===== Reading passage =====
Individual Liberty and the Constitution

Issues of liberty were once the provenance of the states. Today they are defined by the modern elites who have turned the Constitution and the Bill of Rights into documents their creators would not recognize.

To consider liberty in relation to the Constitution is to enter upon a subject of some ambiguity. Which Constitution are we to consider? The document has undergone dramatic shifts in its coverage and in its meaning over the course of our history. The unamended document ratified in 1787 had little explicit to say about individual liberties. Aside from provisions such as those barring states from discriminating against persons from other states, bills of attainder, ex post facto laws, and the suspension of the writ of habeas corpus without the consent of Congress, individual liberty was to be protected by the structure of the federal government. The states were largely left to deal with issues of liberty as they saw fit.
===== Record list =====
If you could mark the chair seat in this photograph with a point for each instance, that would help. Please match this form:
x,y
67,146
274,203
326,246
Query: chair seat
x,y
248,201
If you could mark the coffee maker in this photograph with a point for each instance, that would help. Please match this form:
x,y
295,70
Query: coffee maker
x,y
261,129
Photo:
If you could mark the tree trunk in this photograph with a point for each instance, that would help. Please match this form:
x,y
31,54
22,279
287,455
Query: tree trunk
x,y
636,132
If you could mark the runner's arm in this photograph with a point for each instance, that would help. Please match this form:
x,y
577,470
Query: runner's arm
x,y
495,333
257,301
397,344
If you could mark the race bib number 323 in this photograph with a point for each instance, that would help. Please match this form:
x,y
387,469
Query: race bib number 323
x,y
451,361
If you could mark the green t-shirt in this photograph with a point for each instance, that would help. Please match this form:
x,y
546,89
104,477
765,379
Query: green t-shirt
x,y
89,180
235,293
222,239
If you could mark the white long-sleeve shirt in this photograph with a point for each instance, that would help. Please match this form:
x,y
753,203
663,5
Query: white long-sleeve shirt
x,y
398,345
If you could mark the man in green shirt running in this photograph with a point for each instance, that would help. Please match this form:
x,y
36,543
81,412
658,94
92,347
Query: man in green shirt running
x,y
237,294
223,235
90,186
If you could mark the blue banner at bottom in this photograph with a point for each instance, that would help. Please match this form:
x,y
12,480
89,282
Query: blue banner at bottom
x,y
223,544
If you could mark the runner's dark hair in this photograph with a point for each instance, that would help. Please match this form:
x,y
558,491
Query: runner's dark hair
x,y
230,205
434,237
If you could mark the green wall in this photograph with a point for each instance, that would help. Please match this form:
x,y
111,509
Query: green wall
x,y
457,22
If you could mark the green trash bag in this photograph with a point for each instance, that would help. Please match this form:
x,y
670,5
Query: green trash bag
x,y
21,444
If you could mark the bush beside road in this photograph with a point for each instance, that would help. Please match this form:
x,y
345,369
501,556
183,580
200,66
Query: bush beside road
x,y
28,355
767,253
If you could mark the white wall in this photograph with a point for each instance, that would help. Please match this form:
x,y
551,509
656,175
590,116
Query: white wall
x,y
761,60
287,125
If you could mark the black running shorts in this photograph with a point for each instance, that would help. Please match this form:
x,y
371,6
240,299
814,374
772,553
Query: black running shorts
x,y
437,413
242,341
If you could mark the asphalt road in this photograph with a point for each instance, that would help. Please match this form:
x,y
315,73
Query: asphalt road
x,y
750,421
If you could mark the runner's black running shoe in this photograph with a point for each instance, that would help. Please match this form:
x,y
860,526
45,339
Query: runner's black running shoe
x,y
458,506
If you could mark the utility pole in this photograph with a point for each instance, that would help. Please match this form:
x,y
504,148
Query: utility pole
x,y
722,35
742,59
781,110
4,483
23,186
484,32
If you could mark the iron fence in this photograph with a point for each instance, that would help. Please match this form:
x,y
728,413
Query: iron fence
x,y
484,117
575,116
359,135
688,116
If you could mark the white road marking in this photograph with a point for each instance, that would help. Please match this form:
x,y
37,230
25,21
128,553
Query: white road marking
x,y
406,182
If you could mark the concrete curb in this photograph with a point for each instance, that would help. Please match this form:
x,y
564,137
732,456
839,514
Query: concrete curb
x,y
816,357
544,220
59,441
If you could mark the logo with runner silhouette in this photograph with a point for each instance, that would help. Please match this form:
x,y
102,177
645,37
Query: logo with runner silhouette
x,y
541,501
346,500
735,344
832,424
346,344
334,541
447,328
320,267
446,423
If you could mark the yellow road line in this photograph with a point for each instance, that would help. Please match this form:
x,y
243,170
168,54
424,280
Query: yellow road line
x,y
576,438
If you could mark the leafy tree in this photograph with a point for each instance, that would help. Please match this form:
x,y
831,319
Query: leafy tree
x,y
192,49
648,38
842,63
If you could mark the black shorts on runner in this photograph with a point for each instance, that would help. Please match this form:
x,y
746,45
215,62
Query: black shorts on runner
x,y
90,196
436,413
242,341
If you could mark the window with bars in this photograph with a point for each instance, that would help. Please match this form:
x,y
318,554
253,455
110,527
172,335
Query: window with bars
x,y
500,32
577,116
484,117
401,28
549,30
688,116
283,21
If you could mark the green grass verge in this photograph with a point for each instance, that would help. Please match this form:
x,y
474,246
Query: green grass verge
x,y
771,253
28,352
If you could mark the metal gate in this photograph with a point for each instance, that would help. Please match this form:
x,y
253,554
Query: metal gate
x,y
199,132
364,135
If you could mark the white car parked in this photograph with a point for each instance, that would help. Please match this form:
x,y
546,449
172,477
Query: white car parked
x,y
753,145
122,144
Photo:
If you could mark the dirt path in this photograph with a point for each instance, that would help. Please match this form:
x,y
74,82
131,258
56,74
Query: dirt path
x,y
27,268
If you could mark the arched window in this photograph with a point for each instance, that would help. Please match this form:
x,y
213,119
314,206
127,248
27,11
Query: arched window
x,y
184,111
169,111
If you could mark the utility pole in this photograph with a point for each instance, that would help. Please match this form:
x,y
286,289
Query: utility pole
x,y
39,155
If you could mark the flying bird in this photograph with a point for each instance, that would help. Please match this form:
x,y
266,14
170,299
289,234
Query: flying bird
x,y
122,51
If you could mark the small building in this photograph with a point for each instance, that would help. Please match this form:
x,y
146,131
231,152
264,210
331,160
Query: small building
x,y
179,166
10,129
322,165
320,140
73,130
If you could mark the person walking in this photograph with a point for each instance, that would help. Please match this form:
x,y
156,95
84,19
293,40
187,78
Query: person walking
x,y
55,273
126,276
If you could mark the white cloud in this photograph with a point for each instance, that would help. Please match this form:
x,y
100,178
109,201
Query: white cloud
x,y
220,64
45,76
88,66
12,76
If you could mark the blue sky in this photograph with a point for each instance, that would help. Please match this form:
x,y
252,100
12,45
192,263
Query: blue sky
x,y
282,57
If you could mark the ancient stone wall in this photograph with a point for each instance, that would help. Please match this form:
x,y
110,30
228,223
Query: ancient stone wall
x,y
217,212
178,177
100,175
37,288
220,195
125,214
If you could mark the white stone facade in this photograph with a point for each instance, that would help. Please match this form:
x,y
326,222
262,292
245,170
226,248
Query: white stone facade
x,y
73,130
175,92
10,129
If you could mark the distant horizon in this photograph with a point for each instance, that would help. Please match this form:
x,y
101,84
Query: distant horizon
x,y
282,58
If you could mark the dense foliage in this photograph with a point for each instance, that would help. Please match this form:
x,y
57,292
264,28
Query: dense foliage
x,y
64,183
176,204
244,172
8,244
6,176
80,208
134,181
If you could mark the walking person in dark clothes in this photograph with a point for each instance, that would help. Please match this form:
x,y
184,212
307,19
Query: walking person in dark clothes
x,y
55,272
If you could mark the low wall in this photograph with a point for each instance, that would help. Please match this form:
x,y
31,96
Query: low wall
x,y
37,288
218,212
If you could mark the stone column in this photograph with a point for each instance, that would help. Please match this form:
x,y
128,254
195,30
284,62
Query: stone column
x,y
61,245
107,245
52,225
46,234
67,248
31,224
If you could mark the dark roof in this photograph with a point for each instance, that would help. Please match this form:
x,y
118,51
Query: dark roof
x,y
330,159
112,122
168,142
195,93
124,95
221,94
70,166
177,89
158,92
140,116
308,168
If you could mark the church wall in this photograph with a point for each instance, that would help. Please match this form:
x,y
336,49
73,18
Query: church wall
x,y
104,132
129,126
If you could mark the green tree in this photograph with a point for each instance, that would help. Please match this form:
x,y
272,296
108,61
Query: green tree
=====
→ **What to work on**
1. Select each line in the rows that contains the word "long". Case counts.
2. Carry on the essay on liberty and the Constitution, starting after its last sentence.
The essay on liberty and the Constitution and the rows are unrelated material.

→ **Expected responses**
1.
If you could mark the white long-sleeve shirt in this photograph with a point for each instance, that would help. Please match this form:
Query: white long-sleeve shirt

2.
The Federalists, who favored the proposed Constitution, regarded its structural features as crucial. As James Madison pointed out in his famous 10th essay in The Federalist, the primary source of danger was the propensity of men to form factions, enabling a majority to oppress minorities. He argued that the sheer size of the population, coupled with the diversity of commercial interests, would make it harder for a national majority faction to form. Other safeguards were the enumeration of powers to which the national government would be confined (a false hope), and the provision of different terms of office for the president, the Senate, and the House of Representatives. Different election dates would supposedly make the formation of stable majority factions very difficult.

The anti-Federalists were, or said they were, dissatisfied with these protections. They demanded a Bill of Rights as well. Some of them apparently were less interested in a Bill for its own sake than in citing its absence as a reason to reject the Constitution. To counter that tactic, the Federalists promised that a Bill of Rights would be put forward promptly after ratification of the main document. The anti-Federalists expressed fear that the unamended Constitution would allow the rise of an “aristocracy.” What they did not foresee was that the meaning of the Bill of Rights would alter dramatically with changes in the political and cultural climate. Thus, it is one of the ironies of our history that it was the adoption of a Bill of Rights in 1791, together with the establishment of judicial review in Marbury v. Madison (1803), and the subsequent application of the Bill of Rights to the states through the 14th Amendment, that ultimately led to a virtually omnipotent aristocracy, one that has rewritten major features of the Constitution, including the Bill of Rights itself.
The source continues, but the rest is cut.